**FRAGMENTO DE ORIGEN**
◇ ◇ ◇ ◇

Se trata de una composición bellísima si levemente estereotipada, como otros
poemas en la misma línea de Juan Gil-Albert, gran cultivador como aquí Molina,
del endecasílabo blanco. Siendo muy delicadas y hermosas la primera y segunda
estrofa, en esta, la central, es donde mejor se aprecia ese paganismo de raíz
griega tan de Molina:
Pues
la verbena en flor, la verde prímula
y
las viñas silvestres cuyos pámpanos
sombrean
la roja frente de los sátiros,
y
el soto umbrío que un arroyo baña
y
que al pasar el viento vibra todo
como
lira de hojas plateadas,
y
las colgantes dríadas que enroscan
sus
guirnaldas de azules campanillas
en
el tronco del álamo sonante,
y
la zarza espinosa donde tiembla
–sombra
y rocío– un dios enamorado,
no
tienen para mi alma la dulzura
de
la dorada gracia de tu cuerpo.
Pero no es solo
la herencia clásica la que impregna la obra y el alentar de Molina. También, y
como no podía ser de otra manera en Córdoba, capital que fue del Califato, hay
algo de arco de herradura, de lunas orientales blanqueando la mezquita, de
aljamiada escritura en este poeta que confiesa en
“Poeta árabe”:
Los
hombres que cantaban
el
jazmín y la luna
me
legaran su pena,
su
amor, su ardor, su fuego.
La
pasión que consume
los
labios como un astro,
la
esclavitud a la
hermosura
más frágil.
Y
esa melancolía
de
codiciar eterno
el
goce cuya esencia
es
durar un instante.
La poesía de
Molina, como la de otros amigos del grupo, se sumió en el silencio, en parte
deliberado, por la muerte temprana en su caso, y porque los vientos de la
creación y la crítica soplaban en dirección bien contraria, como demuestra su
exclusión flagrante de la antología de José María Castellet Veinte años de poesía española, un
bodrio en la que el rojo juez de un tribunal popular literario expulsaba de su
paraíso real-socialista también a un raro colosal como Juan Eduardo Cirlot. Con
todo, hubo un nexo con la generación de los novísimos que hay que personalizar
en Guillermo Carnero, quien en 1976 publicó un libro fundamental: El grupo Cántico de Córdoba. Un episodio
clave de la poesía española de postguerra.

◇ ◇ ◇ ◇

**MATERIAL PROPORCIONADO**
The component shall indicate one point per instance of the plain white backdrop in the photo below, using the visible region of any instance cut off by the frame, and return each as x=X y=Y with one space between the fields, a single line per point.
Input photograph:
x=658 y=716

◇ ◇ ◇ ◇

**EJERCICIO PROPUESTO**
Transcribe completo y sin ningún cambio el fragmento sobre la poesía de Molina. El listado no guarda ninguna relación con el fragmento sobre la poesía de Molina.

**RESPUESTA**
Se trata de una composición bellísima si levemente estereotipada, como otros
poemas en la misma línea de Juan Gil-Albert, gran cultivador como aquí Molina,
del endecasílabo blanco. Siendo muy delicadas y hermosas la primera y segunda
estrofa, en esta, la central, es donde mejor se aprecia ese paganismo de raíz
griega tan de Molina:
Pues
la verbena en flor, la verde prímula
y
las viñas silvestres cuyos pámpanos
sombrean
la roja frente de los sátiros,
y
el soto umbrío que un arroyo baña
y
que al pasar el viento vibra todo
como
lira de hojas plateadas,
y
las colgantes dríadas que enroscan
sus
guirnaldas de azules campanillas
en
el tronco del álamo sonante,
y
la zarza espinosa donde tiembla
–sombra
y rocío– un dios enamorado,
no
tienen para mi alma la dulzura
de
la dorada gracia de tu cuerpo.
Pero no es solo
la herencia clásica la que impregna la obra y el alentar de Molina. También, y
como no podía ser de otra manera en Córdoba, capital que fue del Califato, hay
algo de arco de herradura, de lunas orientales blanqueando la mezquita, de
aljamiada escritura en este poeta que confiesa en
“Poeta árabe”:
Los
hombres que cantaban
el
jazmín y la luna
me
legaran su pena,
su
amor, su ardor, su fuego.
La
pasión que consume
los
labios como un astro,
la
esclavitud a la
hermosura
más frágil.
Y
esa melancolía
de
codiciar eterno
el
goce cuya esencia
es
durar un instante.
La poesía de
Molina, como la de otros amigos del grupo, se sumió en el silencio, en parte
deliberado, por la muerte temprana en su caso, y porque los vientos de la
creación y la crítica soplaban en dirección bien contraria, como demuestra su
exclusión flagrante de la antología de José María Castellet Veinte años de poesía española, un
bodrio en la que el rojo juez de un tribunal popular literario expulsaba de su
paraíso real-socialista también a un raro colosal como Juan Eduardo Cirlot. Con
todo, hubo un nexo con la generación de los novísimos que hay que personalizar
en Guillermo Carnero, quien en 1976 publicó un libro fundamental: El grupo Cántico de Córdoba. Un episodio
clave de la poesía española de postguerra.